§ **Supplied passage**
This is a money grab on Tivo's part at the expense of their customers.


----------



## Mikeguy (Jul 28, 2005)

SRAINESS said:


> Just got off chat with support. Saying it will be fixed with software update within the next 3 weeks... We will see..


So much seemingly contradictory info. Here's hoping.


----------



## RojCowles (Sep 2, 2003)

Blechhhh, I tried doing an A/B comparison between having these web video shows in My Shows via Download Manager vs Web Video Hotlist. Wasn't pretty with the way things are now.

As it currently stands it took almost 1 minute, plus a ton of remote presses, to go from the Tivo start screen to watching an arbitrary CNET video in WVH, whereas it'd be about 5 seconds and 3 or 4 button pushes through My Shows with downloaded files.

Also Web Video Hotlist has its own navigation conventions, which are just different enough to be annoying whereas Downloaded web videos just use Tivo standard navigation so, for me, its hard wired in...

Then again if Tivo can add support back for Web Video in My Shows so we have the content foldered again, these folders shows when there are new web shows available and pressing play on a show just streams the content from Web Video Hotlist without having to re-navigate through this App I think that'd be fine.

In the meantime I'm using wmcbrine's HME/VLC app running on a PC to make web videos available on Tivo via their RSS feeds or streaming URLs. Its not as slick as Download Manager was but miles better than the state of WVH in its current incarnation.



rainwater said:


> It may just mean they are adding Web Video Hotlist support for OnePass. Which would be fine for most people (although it is streaming only).


----------



## shiffrin (Aug 23, 2000)

I wrote to support about the lack of subscription capability in WVH and they told me to go to this web page and suggest it be added as a new feature. I doubt it will help, but I did do as they said and urge anyone else who wants it to add it also:

http://advisors.tivo.com/wix5/p2272893819.aspx.


----------



## Mikeguy (Jul 28, 2005)

SRAINESS said:


> Just got off chat with support. Saying it will be fixed with software update within the next 3 weeks... We will see..


Just chatted with Support and was told that the feature was removed. Nothing was said that the feature is being fixed. But the chat dude stated almost immediately in the chat that at his level, the reps. are never informed of things like before they happen.


----------



## raqball (Feb 23, 2015)

I'd be shocked if it came back. Tivo had a plan in place to do this for a long time is my guess.

It's a money grab. They will weather the storm of upset customers and maybe they even lose a few over the decision. 

Companies can make one bad choice and survive it. Companies that keep making bad choices teeter on the brink of elimination. Tivo would not be the 1st company to go belly up due to bad decisions.


----------



## Mikeguy (Jul 28, 2005)

Just chatted TiVo back, and inquired if this move was an affirmative choice and removal or if TiVo instead was working to fix an issue. The response:



> The feature has been removed, there currently are no plans to restore it.


I don't mean to take my chat sessions too personally, but I was a bit amazed that in each session, the rep. simply said, "Yes, that is what we did. Have a good day. Good-bye."

§ **Tasks to complete**
#1 Answer these questions from the forum thread, one line each:
(a) According to RojCowles, roughly how long did it take to get from the TiVo start screen to watching an arbitrary CNET video in Web Video Hotlist?
(b) What did support tell shiffrin to do about the lack of subscription capability in Web Video Hotlist?
(c) What did Mikeguy's second chat with TiVo say about plans to restore the feature?
#2 Write out the part of the forum thread from "Just chatted with" up to and including "is my guess.".

§ **Dataset content**
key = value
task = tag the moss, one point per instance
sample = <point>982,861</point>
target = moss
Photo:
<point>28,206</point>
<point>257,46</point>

§ **Solutions to the exercise**
#1
(a) Almost 1 minute, plus a ton of remote presses.
(b) Go to a web page and suggest the capability be added as a new feature.
(c) There currently are no plans to restore it.

#2
Just chatted with Support and was told that the feature was removed. Nothing was said that the feature is being fixed. But the chat dude stated almost immediately in the chat that at his level, the reps. are never informed of things like before they happen.


----------



## raqball (Feb 23, 2015)

I'd be shocked if it came back. Tivo had a plan in place to do this for a long time is my guess.